** RECORDS FOR THE EXERCISE **
+-------+

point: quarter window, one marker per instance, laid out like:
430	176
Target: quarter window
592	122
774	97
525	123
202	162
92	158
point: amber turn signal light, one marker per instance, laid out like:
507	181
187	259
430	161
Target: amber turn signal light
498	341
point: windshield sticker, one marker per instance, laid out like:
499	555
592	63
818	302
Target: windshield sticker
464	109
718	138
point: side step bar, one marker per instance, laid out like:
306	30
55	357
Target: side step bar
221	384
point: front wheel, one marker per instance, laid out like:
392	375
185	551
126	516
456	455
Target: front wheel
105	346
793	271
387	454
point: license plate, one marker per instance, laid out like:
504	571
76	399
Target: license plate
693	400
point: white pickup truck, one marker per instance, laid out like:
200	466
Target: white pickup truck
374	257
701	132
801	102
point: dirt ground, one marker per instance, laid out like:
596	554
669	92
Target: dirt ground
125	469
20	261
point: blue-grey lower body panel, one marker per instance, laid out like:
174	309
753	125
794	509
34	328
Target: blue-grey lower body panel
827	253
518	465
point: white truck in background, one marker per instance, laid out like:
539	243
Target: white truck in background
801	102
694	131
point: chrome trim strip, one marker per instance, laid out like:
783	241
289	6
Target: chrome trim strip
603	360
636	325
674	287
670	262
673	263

+-------+

** PROBLEM STATEMENT **
Repeat every item above word for word and line by line, keeping the original order.

** ANSWER TO THE PROBLEM **
point: quarter window, one marker per instance, laid out like:
430	176
Target: quarter window
592	122
774	97
525	123
202	162
92	158
point: amber turn signal light, one marker per instance, laid out like:
507	181
187	259
430	161
Target: amber turn signal light
498	341
point: windshield sticker, one marker per instance, laid out like:
499	555
592	63
818	302
Target: windshield sticker
464	109
718	138
point: side step bar, one marker per instance, laid out like:
306	30
55	357
Target: side step bar
221	384
point: front wheel, one marker per instance, laid out like:
392	375
185	551
126	516
456	455
Target: front wheel
105	346
793	271
387	454
point: license plate, one marker per instance, laid out like:
504	571
76	399
Target: license plate
693	400
point: white pickup truck, one marker per instance, laid out like:
200	466
Target: white pickup truck
374	257
701	132
801	102
point: dirt ground, one marker per instance, laid out like:
596	554
669	92
Target: dirt ground
125	469
20	261
point: blue-grey lower body panel, one marker per instance, laid out like:
174	309
753	125
794	509
34	328
Target: blue-grey lower body panel
827	253
518	465
point: white truck in background, one marker per instance, laid out like:
539	243
Target: white truck in background
801	102
694	131
point: chrome trim strip, one marker per instance, laid out like:
783	241
289	6
Target: chrome trim strip
603	360
636	325
674	287
670	262
673	263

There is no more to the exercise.